-- WORK TASK --
Find how many lines in this data contain the string "below". Respond with only that number.
*** INPUT DATA Section Begins ***
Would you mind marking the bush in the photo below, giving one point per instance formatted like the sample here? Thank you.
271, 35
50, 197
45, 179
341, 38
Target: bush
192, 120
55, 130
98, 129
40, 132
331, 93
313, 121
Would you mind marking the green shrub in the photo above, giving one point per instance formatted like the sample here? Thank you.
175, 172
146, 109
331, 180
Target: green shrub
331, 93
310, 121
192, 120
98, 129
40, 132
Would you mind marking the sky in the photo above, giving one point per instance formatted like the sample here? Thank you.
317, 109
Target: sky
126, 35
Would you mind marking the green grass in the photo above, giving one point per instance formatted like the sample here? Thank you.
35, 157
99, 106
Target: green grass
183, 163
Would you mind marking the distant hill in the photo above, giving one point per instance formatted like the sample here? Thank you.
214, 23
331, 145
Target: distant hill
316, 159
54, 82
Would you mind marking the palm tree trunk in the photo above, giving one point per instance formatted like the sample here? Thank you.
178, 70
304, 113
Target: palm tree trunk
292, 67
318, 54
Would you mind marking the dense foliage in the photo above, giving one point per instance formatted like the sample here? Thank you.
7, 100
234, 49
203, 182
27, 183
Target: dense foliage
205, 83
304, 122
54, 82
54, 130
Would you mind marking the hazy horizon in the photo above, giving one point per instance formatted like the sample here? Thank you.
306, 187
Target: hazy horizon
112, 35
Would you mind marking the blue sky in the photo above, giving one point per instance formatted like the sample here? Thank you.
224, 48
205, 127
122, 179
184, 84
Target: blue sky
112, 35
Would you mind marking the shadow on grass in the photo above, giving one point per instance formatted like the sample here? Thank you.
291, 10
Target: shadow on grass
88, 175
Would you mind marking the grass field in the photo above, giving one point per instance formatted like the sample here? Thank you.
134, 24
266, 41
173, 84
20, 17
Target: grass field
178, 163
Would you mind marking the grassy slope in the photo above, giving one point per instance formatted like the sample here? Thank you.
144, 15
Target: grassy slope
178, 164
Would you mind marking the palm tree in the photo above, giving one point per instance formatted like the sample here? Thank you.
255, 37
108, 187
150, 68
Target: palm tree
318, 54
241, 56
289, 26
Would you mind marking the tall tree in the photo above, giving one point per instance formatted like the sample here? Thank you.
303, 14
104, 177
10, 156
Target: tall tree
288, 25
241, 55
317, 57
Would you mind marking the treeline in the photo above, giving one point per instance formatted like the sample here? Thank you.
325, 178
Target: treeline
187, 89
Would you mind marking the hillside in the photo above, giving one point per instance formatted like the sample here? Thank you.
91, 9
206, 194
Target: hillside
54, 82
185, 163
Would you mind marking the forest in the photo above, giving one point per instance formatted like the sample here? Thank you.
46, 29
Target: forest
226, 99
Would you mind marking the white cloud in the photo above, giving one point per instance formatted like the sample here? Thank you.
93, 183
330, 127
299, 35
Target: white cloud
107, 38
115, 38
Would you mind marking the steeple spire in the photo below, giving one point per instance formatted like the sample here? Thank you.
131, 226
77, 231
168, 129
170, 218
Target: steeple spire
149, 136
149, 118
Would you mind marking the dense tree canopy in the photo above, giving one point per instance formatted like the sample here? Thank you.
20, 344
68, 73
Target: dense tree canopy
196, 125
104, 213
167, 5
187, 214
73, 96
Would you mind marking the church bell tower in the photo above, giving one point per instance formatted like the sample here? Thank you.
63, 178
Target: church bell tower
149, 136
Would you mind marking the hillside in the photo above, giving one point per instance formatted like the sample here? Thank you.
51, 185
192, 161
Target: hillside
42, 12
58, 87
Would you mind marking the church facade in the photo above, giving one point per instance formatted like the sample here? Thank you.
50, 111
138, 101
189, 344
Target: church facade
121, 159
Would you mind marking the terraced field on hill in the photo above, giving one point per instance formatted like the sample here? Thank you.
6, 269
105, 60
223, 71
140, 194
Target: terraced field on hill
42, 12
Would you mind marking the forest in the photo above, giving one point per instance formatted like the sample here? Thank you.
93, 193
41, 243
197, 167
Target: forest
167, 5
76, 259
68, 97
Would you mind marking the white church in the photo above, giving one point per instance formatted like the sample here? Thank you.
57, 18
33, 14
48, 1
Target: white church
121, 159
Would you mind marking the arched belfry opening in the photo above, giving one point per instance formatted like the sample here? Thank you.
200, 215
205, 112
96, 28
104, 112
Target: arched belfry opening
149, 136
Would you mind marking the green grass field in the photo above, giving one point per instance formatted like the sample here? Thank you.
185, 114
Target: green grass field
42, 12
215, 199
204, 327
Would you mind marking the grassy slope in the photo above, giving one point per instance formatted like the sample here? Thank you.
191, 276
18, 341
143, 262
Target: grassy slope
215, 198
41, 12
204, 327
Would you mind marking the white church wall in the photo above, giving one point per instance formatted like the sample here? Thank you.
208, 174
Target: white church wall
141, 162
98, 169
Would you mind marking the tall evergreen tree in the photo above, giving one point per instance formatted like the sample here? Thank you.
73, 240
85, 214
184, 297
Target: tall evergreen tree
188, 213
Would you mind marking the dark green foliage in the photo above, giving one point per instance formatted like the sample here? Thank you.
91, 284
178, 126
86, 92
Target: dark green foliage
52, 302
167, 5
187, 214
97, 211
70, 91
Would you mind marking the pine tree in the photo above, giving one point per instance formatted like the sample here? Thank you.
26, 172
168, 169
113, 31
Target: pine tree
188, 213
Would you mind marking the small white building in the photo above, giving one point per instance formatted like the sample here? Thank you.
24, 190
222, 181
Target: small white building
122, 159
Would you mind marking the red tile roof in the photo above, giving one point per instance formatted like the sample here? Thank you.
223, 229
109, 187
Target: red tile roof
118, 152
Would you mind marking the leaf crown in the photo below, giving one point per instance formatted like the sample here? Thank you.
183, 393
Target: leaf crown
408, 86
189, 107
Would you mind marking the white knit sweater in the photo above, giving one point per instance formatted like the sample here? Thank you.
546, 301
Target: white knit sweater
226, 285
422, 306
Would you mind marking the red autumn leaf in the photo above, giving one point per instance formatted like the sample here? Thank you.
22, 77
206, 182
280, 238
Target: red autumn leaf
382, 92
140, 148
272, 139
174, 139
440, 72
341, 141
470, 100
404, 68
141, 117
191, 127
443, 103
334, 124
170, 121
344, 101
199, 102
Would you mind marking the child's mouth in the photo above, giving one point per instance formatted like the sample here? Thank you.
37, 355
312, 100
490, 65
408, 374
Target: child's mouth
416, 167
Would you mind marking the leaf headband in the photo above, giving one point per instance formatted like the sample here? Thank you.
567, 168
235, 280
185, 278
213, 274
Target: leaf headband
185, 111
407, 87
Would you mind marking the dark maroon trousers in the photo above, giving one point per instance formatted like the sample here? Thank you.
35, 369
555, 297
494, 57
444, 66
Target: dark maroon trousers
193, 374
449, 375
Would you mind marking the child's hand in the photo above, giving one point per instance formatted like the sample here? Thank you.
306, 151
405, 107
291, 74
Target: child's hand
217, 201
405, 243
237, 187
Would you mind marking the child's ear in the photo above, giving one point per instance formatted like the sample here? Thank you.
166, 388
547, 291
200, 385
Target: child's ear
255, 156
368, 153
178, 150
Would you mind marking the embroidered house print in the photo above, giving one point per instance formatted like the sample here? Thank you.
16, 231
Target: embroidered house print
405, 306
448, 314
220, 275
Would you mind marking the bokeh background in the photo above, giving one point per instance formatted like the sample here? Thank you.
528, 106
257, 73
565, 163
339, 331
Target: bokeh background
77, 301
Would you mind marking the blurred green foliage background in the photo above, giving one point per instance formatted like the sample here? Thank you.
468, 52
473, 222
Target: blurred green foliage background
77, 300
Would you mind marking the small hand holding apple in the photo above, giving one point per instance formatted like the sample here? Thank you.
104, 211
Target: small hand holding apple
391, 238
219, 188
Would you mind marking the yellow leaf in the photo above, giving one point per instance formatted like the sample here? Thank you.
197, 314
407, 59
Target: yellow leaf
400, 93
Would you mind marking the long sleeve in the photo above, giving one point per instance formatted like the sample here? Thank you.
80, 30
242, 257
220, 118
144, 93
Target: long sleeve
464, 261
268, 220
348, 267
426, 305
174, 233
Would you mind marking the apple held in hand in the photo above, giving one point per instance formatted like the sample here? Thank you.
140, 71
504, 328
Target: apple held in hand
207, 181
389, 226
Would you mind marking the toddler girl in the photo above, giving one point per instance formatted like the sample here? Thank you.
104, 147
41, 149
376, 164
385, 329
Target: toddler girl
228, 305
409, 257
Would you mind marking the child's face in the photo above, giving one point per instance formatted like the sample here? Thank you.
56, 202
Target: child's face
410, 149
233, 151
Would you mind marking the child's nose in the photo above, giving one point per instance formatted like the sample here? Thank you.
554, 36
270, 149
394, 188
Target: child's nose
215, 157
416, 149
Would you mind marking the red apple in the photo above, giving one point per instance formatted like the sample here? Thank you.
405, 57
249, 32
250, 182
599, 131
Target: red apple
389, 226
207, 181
*** INPUT DATA Section Ends ***
-- OUTPUT OF THE EXERCISE --
3